Your goal: Would you repeat exactly the part of the listing below that runs from the line containing "job: return the mask of every instance of the forest" down to the line containing "target: steep rock wall", inclusive, and nothing else?

[[ Extracted information open ]]

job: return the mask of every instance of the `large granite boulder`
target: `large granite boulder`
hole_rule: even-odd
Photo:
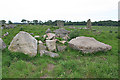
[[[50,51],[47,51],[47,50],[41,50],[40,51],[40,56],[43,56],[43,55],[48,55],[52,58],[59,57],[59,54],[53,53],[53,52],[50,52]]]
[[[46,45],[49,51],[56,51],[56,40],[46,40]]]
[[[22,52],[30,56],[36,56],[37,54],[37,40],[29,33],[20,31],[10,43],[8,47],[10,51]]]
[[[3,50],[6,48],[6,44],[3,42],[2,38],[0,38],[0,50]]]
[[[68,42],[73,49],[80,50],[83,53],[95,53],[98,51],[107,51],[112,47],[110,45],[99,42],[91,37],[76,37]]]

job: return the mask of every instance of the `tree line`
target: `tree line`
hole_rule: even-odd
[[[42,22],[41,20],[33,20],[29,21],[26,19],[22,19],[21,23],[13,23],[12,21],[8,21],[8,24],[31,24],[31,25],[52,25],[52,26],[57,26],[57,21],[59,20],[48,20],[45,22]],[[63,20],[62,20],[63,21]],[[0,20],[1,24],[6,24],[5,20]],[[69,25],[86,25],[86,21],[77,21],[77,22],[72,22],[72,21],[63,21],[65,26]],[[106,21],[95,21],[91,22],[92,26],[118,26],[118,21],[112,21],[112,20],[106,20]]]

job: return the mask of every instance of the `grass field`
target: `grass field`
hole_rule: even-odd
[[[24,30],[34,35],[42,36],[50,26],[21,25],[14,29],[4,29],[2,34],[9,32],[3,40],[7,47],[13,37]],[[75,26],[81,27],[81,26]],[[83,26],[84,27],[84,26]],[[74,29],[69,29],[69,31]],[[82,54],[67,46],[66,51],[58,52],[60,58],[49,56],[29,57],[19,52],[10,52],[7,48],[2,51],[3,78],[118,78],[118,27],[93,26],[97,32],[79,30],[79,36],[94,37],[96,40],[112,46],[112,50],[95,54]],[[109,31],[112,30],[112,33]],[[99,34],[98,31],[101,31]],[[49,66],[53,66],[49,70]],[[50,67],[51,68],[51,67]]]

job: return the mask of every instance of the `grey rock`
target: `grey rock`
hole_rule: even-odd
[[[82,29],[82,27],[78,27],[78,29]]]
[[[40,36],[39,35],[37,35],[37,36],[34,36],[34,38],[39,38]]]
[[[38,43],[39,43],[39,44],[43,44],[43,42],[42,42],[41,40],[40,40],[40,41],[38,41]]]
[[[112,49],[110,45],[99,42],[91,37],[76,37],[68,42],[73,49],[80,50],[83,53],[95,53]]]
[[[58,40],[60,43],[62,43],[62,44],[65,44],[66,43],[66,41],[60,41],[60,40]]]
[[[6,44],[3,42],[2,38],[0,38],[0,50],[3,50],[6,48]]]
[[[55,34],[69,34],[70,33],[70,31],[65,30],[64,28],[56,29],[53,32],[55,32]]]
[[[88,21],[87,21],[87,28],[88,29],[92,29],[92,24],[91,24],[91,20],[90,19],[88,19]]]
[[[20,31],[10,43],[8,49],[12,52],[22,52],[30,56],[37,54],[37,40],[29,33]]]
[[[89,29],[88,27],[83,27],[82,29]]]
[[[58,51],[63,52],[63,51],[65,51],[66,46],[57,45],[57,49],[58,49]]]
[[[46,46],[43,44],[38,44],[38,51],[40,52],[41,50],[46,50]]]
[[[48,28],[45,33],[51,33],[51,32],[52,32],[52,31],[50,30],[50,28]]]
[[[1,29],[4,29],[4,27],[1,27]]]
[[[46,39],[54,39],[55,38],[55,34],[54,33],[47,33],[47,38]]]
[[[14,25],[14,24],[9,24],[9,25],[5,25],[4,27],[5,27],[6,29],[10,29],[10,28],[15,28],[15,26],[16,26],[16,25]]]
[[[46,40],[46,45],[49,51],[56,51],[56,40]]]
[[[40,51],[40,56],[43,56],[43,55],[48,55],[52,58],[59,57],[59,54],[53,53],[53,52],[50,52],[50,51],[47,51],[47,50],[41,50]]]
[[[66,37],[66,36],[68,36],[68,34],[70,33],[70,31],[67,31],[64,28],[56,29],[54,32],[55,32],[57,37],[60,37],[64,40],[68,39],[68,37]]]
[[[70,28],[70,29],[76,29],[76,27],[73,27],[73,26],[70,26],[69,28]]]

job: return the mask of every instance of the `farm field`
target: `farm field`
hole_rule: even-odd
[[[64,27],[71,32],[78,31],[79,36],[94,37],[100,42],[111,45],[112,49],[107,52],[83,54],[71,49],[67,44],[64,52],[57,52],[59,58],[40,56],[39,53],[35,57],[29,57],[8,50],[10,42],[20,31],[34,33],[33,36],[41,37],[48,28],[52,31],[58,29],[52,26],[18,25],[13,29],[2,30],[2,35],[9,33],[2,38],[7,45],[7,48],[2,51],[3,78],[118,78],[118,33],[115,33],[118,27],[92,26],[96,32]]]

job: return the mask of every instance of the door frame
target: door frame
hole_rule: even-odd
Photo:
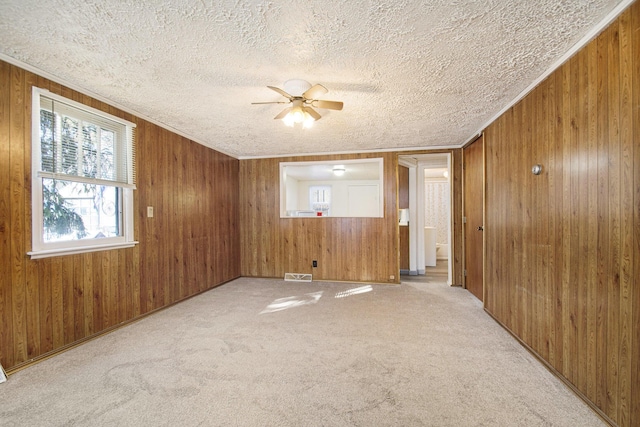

[[ Extracted information closed ]]
[[ Extracted information open ]]

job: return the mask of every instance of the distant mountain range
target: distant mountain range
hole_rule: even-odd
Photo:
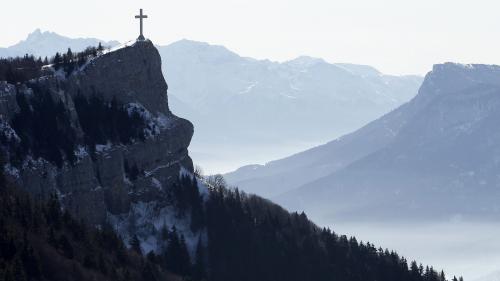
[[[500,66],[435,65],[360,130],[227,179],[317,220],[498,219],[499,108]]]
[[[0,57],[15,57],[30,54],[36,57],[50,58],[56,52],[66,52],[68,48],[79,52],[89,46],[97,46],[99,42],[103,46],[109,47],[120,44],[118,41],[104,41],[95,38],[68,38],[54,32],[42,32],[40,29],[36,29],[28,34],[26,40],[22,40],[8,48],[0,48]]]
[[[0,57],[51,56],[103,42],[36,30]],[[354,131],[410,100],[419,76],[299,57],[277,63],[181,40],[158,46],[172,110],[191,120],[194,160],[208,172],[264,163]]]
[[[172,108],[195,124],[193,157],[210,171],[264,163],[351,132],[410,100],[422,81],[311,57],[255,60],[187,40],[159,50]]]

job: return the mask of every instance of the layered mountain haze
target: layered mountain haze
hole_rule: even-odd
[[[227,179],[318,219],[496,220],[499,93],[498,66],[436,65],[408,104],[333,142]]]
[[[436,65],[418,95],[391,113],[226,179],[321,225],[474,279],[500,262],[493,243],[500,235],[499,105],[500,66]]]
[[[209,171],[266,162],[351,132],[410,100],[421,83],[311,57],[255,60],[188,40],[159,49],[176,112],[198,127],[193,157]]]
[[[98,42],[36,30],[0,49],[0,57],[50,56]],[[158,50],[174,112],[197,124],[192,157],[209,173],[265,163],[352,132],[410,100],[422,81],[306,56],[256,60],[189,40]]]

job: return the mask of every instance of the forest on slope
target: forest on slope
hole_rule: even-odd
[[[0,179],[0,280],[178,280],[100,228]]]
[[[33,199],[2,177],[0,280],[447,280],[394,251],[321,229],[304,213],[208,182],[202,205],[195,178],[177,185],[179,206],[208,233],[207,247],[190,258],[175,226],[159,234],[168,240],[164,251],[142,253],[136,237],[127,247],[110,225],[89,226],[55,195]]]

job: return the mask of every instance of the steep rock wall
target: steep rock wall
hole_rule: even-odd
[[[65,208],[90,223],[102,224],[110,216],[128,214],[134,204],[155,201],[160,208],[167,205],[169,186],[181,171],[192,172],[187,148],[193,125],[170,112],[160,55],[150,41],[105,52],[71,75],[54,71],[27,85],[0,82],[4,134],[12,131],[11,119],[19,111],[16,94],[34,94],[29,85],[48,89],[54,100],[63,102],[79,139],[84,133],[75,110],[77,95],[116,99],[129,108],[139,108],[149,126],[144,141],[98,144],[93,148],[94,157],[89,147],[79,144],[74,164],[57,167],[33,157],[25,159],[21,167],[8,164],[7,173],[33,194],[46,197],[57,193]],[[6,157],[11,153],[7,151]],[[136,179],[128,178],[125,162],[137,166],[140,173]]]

[[ Extracted information closed ]]

Answer for the task:
job: return the mask of every instance of the forest on slope
target: forest on slope
hole_rule: even-odd
[[[0,179],[0,280],[178,280],[100,228]]]
[[[33,199],[2,177],[0,280],[447,280],[394,251],[321,229],[304,213],[208,182],[202,205],[195,178],[177,185],[179,206],[208,233],[207,247],[190,258],[175,226],[159,234],[168,240],[164,251],[142,253],[136,237],[127,247],[110,225],[89,226],[55,195]]]

job: return the mask of every instance of the steep rock wall
target: steep rock wall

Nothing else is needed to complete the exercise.